PROBLEM REQUIREMENTS.
The passage on Rule Utilitarianism gives reasons why 16-year-olds are not allowed to make contracts. List every one of those reasons.

Utilitarians, of course, have an answer for everything. Their first answer for this objection was to say that if stopping to evaluate the act would itself result in less good being done, then we shouldn't stop to evaluate. That's an unpalatable solution for a lot of reasons. Primary among those reasons is that if we don't stop to consider morality, then there seems little point in considering it at all. And then we end up some place we don't want to go.

A second, much more palatable solution was to create what they called "Rule Utilitarianism," an approach that I find has a great deal of appeal. Rule Utilitarianism says that we should live according to a set of rules, and that the overall effect of the rules should bring about the greater amount of good. People who believe this are called Rule Utilitarians to contrast them to those who consider each act individually -- or Act Utilitarians.

Key to Rule Utilitarianism is that we evaluate the rules by their overall effect and not by the effect of a rule in any one, particular circumstance. This means that there may be one time or one instance in which the rule doesn't necessarily give us a greater amount of good over evil, but over the long haul the rule does.

As an example, we don't allow 16-year-old people to make contracts. There are a lot of good reasons for this -- their lack of experience, their inability to foresee too far into the future, and the fact that many 16-year-olds are easily manipulated. This doesn't rule out the fact that we may occasionally encounter a precocious 16-year-old who would be more adept at making the necessary decisions than many older people.

The precociousness of a single individual, however, doesn't render the rule silly or meaningless. The rule is still a good rule. Society is well-served by not allowing youngsters to enter into contracts before they're mature enough to do so. It's impossible to make this decision on a case-by-case basis, so an overall rule is the best approach.

DATASET EXCERPTS.
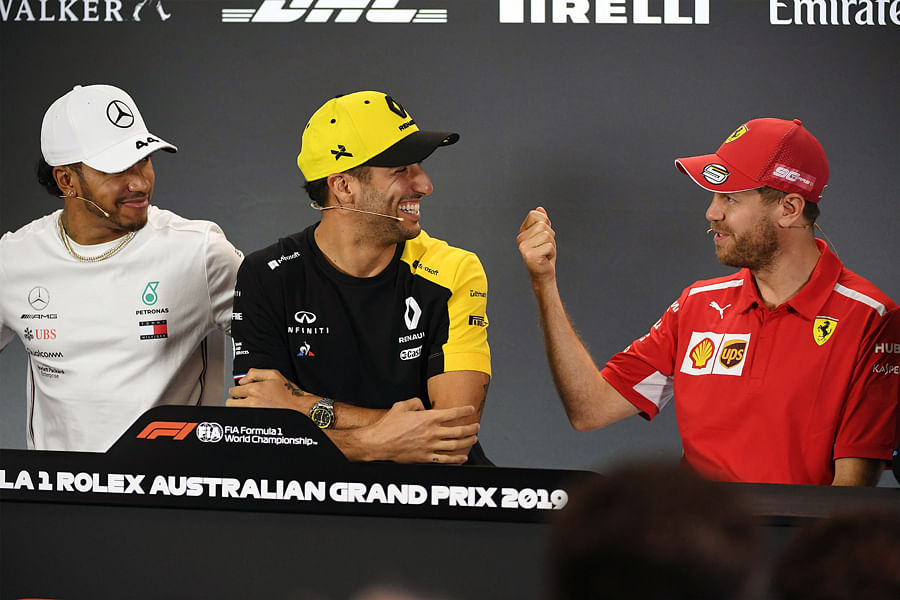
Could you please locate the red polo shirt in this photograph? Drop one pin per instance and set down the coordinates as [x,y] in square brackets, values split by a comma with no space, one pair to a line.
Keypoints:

==

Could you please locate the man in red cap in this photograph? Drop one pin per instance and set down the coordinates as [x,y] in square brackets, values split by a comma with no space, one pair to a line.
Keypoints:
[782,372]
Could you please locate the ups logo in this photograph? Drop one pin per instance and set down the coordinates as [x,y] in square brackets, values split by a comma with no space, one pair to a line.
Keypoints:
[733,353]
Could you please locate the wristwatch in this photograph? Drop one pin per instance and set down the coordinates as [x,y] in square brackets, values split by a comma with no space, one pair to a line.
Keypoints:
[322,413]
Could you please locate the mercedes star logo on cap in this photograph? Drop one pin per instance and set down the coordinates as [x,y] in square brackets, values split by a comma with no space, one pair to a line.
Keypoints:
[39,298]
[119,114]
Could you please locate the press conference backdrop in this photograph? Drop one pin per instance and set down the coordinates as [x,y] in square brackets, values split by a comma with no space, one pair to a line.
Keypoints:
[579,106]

TASK SOLUTION.
- their lack of experience
- their inability to foresee too far into the future
- the fact that many 16-year-olds are easily manipulated